> [Consignes]
1. Relevez, dans le texte sur les sapeurs-pompiers volontaires, chacun des domaines dans lesquels ces volontaires sont exclus des protections conférées par les directives européennes.
2. D'après le texte sur les sapeurs-pompiers volontaires, quel nom portaient jusqu'en 2004 les indemnités perçues par les volontaires ?

> [Texte fourni]
• • • •
SUD SDIS, syndicat de sapeurs-pompiers, vient de rédiger et de nous adresser une lettre ouverte adressée au président de la République, Emmanuel Macron, sur « les travailleurs “low cost” que sont les sapeurs pompiers volontaires qui sont très largement exploités par les SDIS (Service départemental d’Incendie et de Secours) pour des considérations purement économiques. »
En cause, le statut précaire du SPV (sapeur pompier volontaire) et la non-application de la directive européenne 2003/88 pour la santé et sécurité des travailleurs au travail.
Voici la lettre ouverte, ci-dessous :
Monsieur le Président de la République,
Depuis des années les sapeurs-pompiers volontaires ne sont pas considérés comme des travailleurs1. Ils sont exclus par le législateur des protections conférées par les directives européennes, en matière de santé et de sécurité au travail2 mais également dans bien d’autres domaines tels que le travail à durée limitée3, le temps partiel4 ou encore la protection des jeunes au travail5. Pourtant, ils exercent les mêmes missions que les sapeurs-pompiers professionnels6.
Si le législateur a bien reconnu le caractère dangereux du métier et des missions exercées par les sapeurs-pompiers7, ils continuent hélas à se blesser ou mourir8 au cours d’interventions réalisées sur des temps qui auraient dû être consacrés à leurs repos de sécurité consécutifs de leurs activités professionnelles principales.
Alors que dans tous les services départementaux d’incendie et de secours (SDIS) les professionnels et les volontaires interviennent sur les mêmes interventions9, souvent ensemble dans un même véhicule, les professionnels sont reconnus comme des travailleurs et bénéficient des protections issues du droit communautaire, les volontaires en sont totalement exclus et perçoivent des indemnités, appelées vacations jusqu’en 2004, d’un montant considérablement inférieur au salaire du professionnel.
• • • •
> [Lignes de données]

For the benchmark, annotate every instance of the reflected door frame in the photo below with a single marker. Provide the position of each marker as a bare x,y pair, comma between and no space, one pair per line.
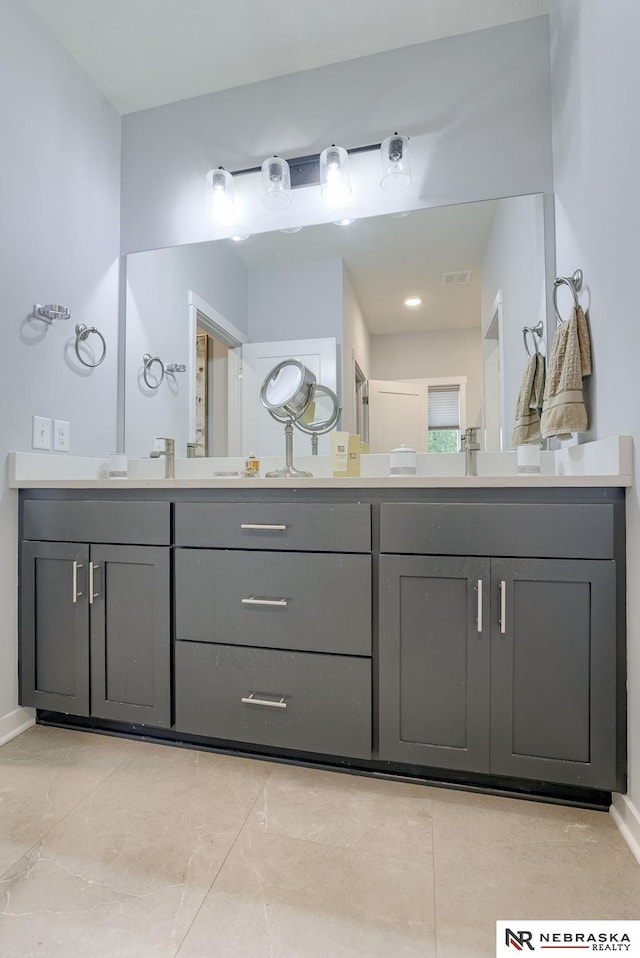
• • • •
> [Corrigé]
1. La santé et la sécurité au travail, le travail à durée limitée, le temps partiel, la protection des jeunes au travail.

2. Elles étaient appelées vacations.